Objective -
Pick out each line below that contains the word "yellow", and copy those lines in full.

Available records -
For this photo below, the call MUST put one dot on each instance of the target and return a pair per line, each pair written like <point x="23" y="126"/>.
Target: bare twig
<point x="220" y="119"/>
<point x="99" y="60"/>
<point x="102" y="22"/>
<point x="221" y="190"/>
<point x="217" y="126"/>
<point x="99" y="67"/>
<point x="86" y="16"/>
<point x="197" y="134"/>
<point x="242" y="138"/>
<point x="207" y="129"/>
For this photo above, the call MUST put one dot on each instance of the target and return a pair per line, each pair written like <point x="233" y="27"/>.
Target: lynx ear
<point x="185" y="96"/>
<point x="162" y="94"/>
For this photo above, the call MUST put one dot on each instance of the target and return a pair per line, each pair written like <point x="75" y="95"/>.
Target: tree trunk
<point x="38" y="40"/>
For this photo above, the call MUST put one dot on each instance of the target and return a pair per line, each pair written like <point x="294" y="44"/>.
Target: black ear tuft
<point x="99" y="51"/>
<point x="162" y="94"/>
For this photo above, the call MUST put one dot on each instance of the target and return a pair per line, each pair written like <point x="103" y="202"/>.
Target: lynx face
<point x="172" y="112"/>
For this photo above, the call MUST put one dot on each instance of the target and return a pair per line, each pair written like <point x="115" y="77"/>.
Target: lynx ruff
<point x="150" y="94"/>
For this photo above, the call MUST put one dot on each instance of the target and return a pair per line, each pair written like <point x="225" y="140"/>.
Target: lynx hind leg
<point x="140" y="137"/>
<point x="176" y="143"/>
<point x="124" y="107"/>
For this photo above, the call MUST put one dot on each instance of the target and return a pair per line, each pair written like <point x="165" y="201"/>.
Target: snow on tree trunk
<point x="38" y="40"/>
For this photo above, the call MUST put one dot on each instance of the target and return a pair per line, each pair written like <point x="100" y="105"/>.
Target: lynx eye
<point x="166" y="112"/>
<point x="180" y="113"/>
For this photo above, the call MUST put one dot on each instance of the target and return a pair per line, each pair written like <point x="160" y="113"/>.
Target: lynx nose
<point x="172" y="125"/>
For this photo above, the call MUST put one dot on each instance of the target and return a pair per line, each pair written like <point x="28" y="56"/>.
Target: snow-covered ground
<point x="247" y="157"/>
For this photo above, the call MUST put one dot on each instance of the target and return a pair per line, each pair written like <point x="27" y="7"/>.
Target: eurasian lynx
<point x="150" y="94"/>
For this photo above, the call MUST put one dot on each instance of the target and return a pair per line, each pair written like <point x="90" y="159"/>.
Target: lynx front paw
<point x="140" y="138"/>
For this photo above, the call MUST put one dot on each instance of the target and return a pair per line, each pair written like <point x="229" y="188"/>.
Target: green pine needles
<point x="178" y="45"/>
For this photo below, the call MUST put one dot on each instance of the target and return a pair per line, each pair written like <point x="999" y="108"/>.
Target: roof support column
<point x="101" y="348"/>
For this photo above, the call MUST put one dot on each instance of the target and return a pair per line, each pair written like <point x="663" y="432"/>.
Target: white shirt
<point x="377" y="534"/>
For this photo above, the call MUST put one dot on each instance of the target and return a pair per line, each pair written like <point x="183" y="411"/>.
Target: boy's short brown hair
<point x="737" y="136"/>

* * *

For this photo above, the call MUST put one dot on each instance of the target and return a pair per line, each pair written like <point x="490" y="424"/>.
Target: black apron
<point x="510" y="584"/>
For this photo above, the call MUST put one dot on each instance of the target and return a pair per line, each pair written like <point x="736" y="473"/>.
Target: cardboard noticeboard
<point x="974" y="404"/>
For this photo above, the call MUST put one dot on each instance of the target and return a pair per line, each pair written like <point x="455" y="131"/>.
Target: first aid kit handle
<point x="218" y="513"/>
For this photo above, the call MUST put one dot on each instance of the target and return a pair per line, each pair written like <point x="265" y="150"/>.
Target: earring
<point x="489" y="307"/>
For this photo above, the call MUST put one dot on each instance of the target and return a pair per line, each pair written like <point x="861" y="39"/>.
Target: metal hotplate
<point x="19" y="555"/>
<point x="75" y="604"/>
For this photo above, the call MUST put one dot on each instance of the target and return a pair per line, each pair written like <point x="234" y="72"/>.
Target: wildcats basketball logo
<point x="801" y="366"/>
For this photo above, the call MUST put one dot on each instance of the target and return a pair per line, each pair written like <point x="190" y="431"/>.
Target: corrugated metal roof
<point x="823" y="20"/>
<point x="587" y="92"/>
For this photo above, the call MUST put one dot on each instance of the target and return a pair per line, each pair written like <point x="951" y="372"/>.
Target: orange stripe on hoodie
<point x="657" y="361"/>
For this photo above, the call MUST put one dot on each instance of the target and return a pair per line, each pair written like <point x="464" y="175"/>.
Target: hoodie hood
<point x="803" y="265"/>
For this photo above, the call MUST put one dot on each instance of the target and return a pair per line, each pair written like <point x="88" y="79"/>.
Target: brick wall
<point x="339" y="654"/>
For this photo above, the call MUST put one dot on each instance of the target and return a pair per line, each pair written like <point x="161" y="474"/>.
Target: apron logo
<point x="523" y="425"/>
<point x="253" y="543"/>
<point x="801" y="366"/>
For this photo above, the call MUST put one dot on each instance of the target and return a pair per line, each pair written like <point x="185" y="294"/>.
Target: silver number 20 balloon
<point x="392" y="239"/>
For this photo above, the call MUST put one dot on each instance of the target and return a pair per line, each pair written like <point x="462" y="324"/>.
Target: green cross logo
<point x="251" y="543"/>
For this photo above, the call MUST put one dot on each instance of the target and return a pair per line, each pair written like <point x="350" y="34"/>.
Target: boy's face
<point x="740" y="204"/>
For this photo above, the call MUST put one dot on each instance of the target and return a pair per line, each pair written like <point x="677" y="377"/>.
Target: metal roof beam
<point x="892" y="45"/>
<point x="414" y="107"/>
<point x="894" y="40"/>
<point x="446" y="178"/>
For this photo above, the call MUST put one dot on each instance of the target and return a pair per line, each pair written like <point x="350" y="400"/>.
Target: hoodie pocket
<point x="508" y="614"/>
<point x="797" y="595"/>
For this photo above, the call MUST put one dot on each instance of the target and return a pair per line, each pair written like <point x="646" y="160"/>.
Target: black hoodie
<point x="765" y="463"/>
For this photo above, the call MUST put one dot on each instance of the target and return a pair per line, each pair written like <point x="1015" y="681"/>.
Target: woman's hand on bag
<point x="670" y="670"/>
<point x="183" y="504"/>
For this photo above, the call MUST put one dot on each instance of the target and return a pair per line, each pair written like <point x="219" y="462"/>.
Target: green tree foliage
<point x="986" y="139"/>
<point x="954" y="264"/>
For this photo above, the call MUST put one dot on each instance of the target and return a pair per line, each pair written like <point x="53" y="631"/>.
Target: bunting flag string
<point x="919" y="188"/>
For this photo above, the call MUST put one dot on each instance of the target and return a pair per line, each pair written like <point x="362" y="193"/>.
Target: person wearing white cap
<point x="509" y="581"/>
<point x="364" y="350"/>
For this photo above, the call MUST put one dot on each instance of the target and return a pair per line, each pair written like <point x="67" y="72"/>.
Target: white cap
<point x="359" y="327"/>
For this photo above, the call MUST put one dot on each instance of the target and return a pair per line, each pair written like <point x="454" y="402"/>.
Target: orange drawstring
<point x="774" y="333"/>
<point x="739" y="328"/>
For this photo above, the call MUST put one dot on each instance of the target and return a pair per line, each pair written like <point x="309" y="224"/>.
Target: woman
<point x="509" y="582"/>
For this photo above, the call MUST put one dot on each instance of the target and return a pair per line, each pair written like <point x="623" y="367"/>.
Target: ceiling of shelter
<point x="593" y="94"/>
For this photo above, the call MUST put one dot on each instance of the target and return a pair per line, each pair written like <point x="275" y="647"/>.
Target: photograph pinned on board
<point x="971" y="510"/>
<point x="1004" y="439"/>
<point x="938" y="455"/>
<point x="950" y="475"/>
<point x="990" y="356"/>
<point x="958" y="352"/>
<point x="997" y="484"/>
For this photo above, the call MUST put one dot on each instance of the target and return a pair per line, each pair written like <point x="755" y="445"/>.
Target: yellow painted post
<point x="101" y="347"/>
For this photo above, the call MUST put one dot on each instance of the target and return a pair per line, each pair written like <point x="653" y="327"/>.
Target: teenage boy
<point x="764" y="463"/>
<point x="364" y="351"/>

--

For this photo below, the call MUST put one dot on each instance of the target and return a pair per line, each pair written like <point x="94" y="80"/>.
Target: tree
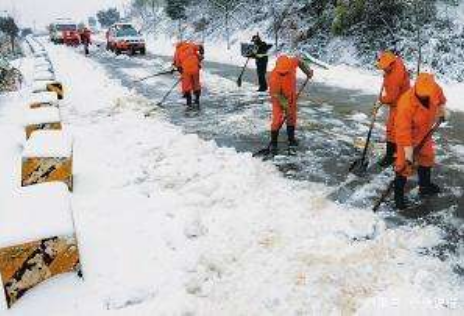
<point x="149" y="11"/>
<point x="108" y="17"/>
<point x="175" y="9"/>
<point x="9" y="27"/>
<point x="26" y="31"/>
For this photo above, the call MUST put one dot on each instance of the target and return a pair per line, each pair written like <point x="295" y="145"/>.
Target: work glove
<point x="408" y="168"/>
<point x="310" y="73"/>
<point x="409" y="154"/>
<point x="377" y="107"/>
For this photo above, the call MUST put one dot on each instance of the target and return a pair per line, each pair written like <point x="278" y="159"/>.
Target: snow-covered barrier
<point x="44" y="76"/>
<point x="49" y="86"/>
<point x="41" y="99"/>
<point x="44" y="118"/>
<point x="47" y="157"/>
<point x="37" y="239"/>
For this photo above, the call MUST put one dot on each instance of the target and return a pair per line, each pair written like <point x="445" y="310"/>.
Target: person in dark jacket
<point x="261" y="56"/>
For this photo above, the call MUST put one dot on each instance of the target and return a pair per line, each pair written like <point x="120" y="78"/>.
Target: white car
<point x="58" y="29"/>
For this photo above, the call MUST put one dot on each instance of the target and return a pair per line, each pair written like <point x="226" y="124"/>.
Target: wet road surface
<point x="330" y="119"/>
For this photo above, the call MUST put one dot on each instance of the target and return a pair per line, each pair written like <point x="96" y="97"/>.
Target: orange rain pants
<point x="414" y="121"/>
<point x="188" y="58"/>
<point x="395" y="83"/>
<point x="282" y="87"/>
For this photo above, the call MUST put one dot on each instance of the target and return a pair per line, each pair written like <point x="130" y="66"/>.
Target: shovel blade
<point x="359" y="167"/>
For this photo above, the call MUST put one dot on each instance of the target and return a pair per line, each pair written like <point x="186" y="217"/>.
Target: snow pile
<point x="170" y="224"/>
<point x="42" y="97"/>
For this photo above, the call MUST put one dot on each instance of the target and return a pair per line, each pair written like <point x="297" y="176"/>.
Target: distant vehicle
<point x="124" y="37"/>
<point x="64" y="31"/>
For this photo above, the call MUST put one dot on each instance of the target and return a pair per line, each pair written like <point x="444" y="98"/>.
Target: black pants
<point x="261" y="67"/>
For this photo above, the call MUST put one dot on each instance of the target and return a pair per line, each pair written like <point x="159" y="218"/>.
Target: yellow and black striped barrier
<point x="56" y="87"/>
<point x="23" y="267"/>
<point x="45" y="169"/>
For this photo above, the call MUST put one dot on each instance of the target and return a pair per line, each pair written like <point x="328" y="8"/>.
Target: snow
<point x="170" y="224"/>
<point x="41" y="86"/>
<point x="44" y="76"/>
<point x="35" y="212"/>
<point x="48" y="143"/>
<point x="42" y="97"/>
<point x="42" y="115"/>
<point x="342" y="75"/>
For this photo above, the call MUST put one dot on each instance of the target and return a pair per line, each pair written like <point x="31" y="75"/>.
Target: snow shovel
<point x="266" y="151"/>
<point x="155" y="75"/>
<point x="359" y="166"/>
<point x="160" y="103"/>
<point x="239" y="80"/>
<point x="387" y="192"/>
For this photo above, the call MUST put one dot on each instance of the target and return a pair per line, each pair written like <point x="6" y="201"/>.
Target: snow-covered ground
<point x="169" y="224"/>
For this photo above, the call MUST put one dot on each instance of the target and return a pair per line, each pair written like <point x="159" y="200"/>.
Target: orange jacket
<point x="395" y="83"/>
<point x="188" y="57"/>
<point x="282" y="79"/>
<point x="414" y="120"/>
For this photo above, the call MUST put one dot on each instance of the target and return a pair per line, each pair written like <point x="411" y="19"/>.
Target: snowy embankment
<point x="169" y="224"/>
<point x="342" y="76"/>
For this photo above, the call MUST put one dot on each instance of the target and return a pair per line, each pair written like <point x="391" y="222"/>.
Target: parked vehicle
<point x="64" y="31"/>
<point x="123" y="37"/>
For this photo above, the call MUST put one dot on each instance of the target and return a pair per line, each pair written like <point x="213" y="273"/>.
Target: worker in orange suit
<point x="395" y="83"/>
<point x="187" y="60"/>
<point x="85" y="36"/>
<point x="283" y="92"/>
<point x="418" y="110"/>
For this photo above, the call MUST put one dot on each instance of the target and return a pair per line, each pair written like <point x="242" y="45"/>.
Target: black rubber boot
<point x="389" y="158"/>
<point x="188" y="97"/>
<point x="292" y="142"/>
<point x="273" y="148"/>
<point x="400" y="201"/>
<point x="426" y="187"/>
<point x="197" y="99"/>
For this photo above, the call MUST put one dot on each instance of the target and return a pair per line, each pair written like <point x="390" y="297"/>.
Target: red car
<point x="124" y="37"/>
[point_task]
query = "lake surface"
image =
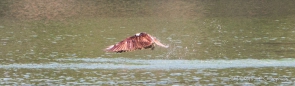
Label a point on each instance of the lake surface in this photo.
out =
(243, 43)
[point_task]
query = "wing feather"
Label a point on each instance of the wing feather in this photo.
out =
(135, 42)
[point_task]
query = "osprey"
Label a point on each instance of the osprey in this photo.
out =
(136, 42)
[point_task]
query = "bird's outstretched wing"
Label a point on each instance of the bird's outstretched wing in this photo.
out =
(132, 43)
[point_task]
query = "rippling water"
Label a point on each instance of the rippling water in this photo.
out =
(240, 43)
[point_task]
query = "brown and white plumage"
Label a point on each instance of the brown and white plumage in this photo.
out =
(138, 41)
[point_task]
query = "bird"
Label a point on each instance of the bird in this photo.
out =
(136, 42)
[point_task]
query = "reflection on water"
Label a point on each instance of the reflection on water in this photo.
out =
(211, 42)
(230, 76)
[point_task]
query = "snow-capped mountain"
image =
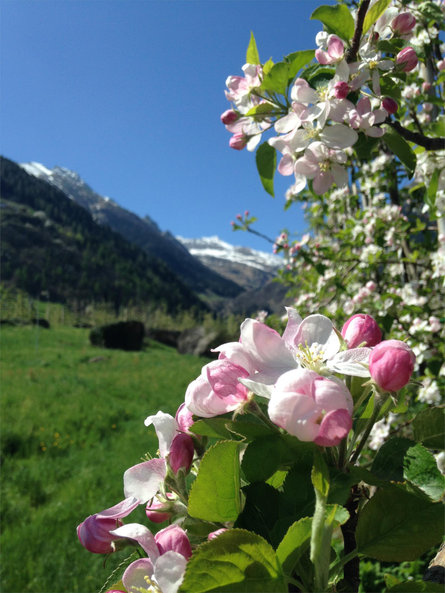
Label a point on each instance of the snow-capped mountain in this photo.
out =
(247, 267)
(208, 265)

Exercise output -
Target: yellow painted post
Target: yellow and black striped barrier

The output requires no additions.